### Written instruction:
Print every line of the entries below word for word, leaving out the pictures.

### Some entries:

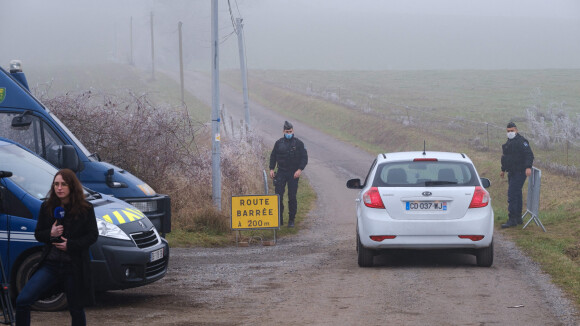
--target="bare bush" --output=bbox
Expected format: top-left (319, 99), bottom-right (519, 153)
top-left (43, 91), bottom-right (265, 232)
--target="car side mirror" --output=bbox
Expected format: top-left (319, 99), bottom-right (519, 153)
top-left (480, 178), bottom-right (491, 188)
top-left (11, 111), bottom-right (32, 128)
top-left (46, 145), bottom-right (81, 172)
top-left (346, 179), bottom-right (362, 189)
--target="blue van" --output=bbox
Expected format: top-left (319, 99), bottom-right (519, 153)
top-left (0, 60), bottom-right (171, 236)
top-left (0, 138), bottom-right (169, 311)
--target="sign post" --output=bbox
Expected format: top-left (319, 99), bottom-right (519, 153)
top-left (231, 195), bottom-right (280, 242)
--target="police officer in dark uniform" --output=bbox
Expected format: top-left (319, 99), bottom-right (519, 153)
top-left (270, 121), bottom-right (308, 227)
top-left (500, 122), bottom-right (534, 228)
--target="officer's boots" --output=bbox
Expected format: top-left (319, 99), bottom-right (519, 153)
top-left (501, 214), bottom-right (518, 229)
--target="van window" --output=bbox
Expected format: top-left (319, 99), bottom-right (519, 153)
top-left (0, 145), bottom-right (57, 199)
top-left (0, 112), bottom-right (64, 164)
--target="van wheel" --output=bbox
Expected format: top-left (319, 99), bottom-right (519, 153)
top-left (356, 234), bottom-right (375, 267)
top-left (475, 240), bottom-right (493, 267)
top-left (14, 251), bottom-right (68, 311)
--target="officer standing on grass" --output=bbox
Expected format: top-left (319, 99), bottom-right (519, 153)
top-left (500, 122), bottom-right (534, 228)
top-left (270, 121), bottom-right (308, 228)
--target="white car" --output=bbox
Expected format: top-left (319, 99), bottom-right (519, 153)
top-left (346, 152), bottom-right (494, 267)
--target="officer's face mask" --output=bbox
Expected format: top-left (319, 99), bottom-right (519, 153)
top-left (284, 129), bottom-right (294, 139)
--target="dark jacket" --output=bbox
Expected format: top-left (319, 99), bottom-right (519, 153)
top-left (34, 202), bottom-right (99, 306)
top-left (501, 133), bottom-right (534, 172)
top-left (270, 136), bottom-right (308, 172)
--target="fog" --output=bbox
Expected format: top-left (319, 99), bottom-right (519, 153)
top-left (0, 0), bottom-right (580, 70)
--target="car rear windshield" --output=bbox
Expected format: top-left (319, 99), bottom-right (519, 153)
top-left (373, 161), bottom-right (479, 187)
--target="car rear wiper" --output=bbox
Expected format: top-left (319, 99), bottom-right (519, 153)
top-left (425, 180), bottom-right (457, 187)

### Response below:
--target="bare bush" --output=bbox
Expected format: top-left (319, 99), bottom-right (519, 153)
top-left (43, 91), bottom-right (265, 232)
--target="car side mirror" --output=bbox
Expected format: top-left (319, 99), bottom-right (519, 153)
top-left (480, 178), bottom-right (491, 188)
top-left (11, 111), bottom-right (32, 128)
top-left (46, 145), bottom-right (81, 172)
top-left (346, 179), bottom-right (362, 189)
--target="blue van" --output=bbox
Expected format: top-left (319, 99), bottom-right (519, 153)
top-left (0, 60), bottom-right (171, 236)
top-left (0, 138), bottom-right (169, 311)
--target="sign post" --output=bbox
Expected format: top-left (319, 99), bottom-right (519, 153)
top-left (231, 195), bottom-right (280, 242)
--target="police officer in dark uniform" --output=bbox
Expected format: top-left (319, 99), bottom-right (519, 153)
top-left (270, 121), bottom-right (308, 227)
top-left (500, 122), bottom-right (534, 228)
--target="officer's boots" --output=bbox
Expected format: top-left (319, 99), bottom-right (519, 153)
top-left (501, 214), bottom-right (518, 229)
--target="van window" --output=bbox
Expected format: top-left (319, 99), bottom-right (519, 153)
top-left (0, 145), bottom-right (57, 199)
top-left (0, 112), bottom-right (64, 164)
--target="van wheel" --output=bbox
Expected format: top-left (319, 99), bottom-right (519, 153)
top-left (356, 234), bottom-right (375, 267)
top-left (475, 240), bottom-right (493, 267)
top-left (14, 251), bottom-right (68, 311)
--target="officer standing on grass" --output=bbox
Expected format: top-left (319, 99), bottom-right (519, 153)
top-left (500, 122), bottom-right (534, 228)
top-left (270, 121), bottom-right (308, 228)
--target="white car" --output=bbox
Expected format: top-left (319, 99), bottom-right (519, 153)
top-left (346, 152), bottom-right (494, 267)
--target="officer's face mask" --output=bbox
Expected format: top-left (319, 99), bottom-right (519, 153)
top-left (284, 129), bottom-right (294, 139)
--target="dark jacket" --output=bbox
Expected format: top-left (319, 99), bottom-right (519, 153)
top-left (34, 202), bottom-right (99, 306)
top-left (501, 133), bottom-right (534, 172)
top-left (270, 136), bottom-right (308, 172)
--target="fog" --output=bbox
Expected format: top-left (319, 99), bottom-right (519, 153)
top-left (0, 0), bottom-right (580, 70)
--target="car rear windshield" --output=bbox
Expected format: top-left (319, 99), bottom-right (519, 153)
top-left (373, 161), bottom-right (479, 187)
--target="car rear wiper" --output=bbox
Expected format: top-left (319, 99), bottom-right (519, 153)
top-left (425, 180), bottom-right (457, 187)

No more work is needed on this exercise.